» **Sayfa**
<<<<
23.04.07:Ah ulan Kadir Topbaş....O Bostancı'nın hali ne öyle...1 sene oldu lam...İnsan utanır biraz...Adalara gidişte de, adalardan dönüşte de, Bostancıyı Boktancı haline getirmiş oldukları için burnumuzdan geldi herşey gene...Neyse anlatmicam yeter artik ya...Güzel şeylerden bahsedelim:
Saat 10:30 civarı yanılmıyorsam Umut, Nihal, Murat, Deniz ile Bostancı iskelesinde buluştuk...Efendim herkeslerde eşofmanlar aman aman güneş gözlükler...Biniverdik oradan motorlardan birine, sabah ayazında, adaya doğru yola çıktık...Götümüz mü dondu a.k:Karelere başlıyıyorum:
Komançiii!!!!Nihal ve Yeşim seyrülsefer halinde, saçlarımız uçuşsun afedersin...
>>>>
» **Gösterilen malzeme**
<<<<
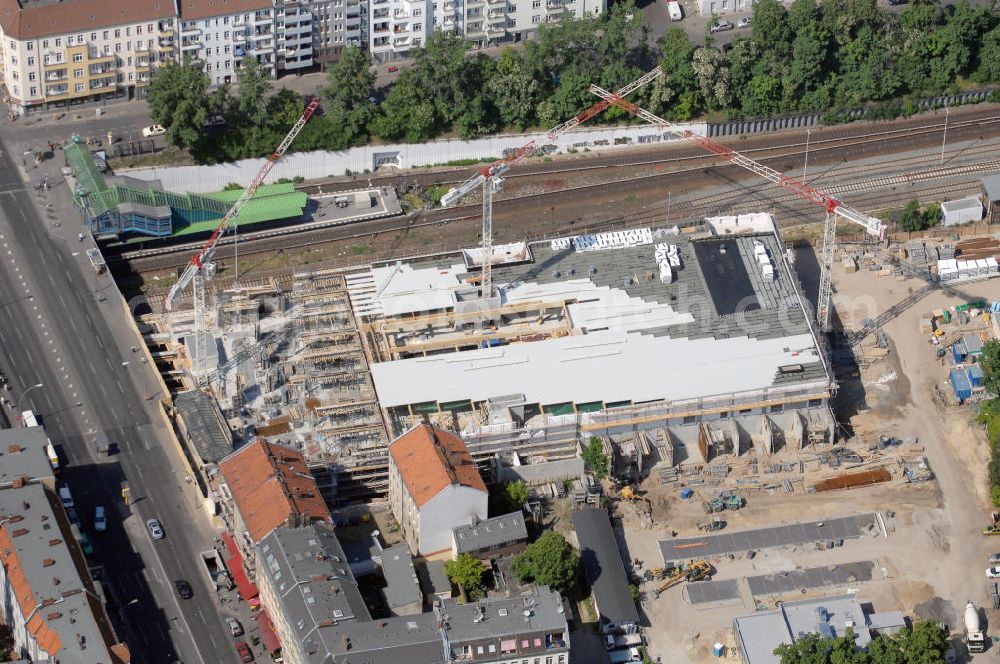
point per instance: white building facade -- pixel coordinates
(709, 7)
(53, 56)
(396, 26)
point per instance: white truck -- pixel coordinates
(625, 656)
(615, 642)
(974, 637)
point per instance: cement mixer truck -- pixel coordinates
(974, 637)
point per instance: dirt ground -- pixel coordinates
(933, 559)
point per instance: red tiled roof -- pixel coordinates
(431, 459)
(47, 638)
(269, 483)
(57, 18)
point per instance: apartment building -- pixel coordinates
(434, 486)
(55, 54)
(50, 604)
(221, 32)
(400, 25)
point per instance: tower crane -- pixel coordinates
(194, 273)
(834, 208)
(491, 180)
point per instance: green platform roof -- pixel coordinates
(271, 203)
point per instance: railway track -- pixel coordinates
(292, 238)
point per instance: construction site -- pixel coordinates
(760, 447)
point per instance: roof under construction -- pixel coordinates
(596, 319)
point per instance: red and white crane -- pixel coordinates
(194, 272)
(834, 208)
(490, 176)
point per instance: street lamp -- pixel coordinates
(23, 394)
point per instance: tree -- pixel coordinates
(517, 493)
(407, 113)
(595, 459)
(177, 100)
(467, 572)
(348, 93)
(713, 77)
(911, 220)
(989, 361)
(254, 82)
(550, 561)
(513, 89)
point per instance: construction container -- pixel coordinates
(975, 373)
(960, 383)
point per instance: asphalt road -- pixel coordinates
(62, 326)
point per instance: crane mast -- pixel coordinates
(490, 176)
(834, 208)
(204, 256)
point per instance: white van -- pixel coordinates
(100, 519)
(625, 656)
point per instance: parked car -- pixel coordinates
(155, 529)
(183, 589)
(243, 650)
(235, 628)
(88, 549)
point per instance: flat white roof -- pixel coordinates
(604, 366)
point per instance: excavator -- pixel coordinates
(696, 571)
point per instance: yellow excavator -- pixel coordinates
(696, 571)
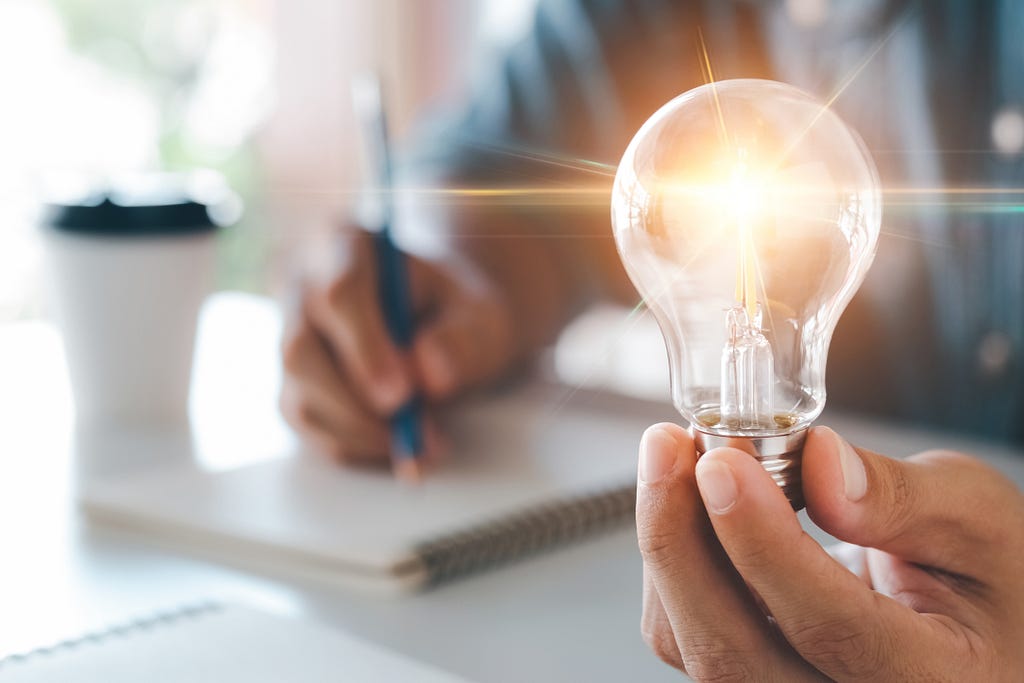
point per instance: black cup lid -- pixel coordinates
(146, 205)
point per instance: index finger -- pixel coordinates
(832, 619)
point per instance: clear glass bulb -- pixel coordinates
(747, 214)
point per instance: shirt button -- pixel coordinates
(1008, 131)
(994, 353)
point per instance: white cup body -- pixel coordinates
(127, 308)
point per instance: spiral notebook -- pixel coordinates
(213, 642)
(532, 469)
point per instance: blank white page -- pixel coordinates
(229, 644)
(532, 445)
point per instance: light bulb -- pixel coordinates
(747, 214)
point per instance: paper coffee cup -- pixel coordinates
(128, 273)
>>>>
Ada gezisini anlatan sayfada "23.04.07:Ah ulan Kadir" sözleriyle başlayıp "saçlarımız uçuşsun afedersin..." sözleri de dahil olmak üzere oraya kadar süren kısmı harfi harfine yeniden yazın.

» **Alıştırma yanıtı**
23.04.07:Ah ulan Kadir Topbaş....O Bostancı'nın hali ne öyle...1 sene oldu lam...İnsan utanır biraz...Adalara gidişte de, adalardan dönüşte de, Bostancıyı Boktancı haline getirmiş oldukları için burnumuzdan geldi herşey gene...Neyse anlatmicam yeter artik ya...Güzel şeylerden bahsedelim:
Saat 10:30 civarı yanılmıyorsam Umut, Nihal, Murat, Deniz ile Bostancı iskelesinde buluştuk...Efendim herkeslerde eşofmanlar aman aman güneş gözlükler...Biniverdik oradan motorlardan birine, sabah ayazında, adaya doğru yola çıktık...Götümüz mü dondu a.k:Karelere başlıyıyorum:
Komançiii!!!!Nihal ve Yeşim seyrülsefer halinde, saçlarımız uçuşsun afedersin...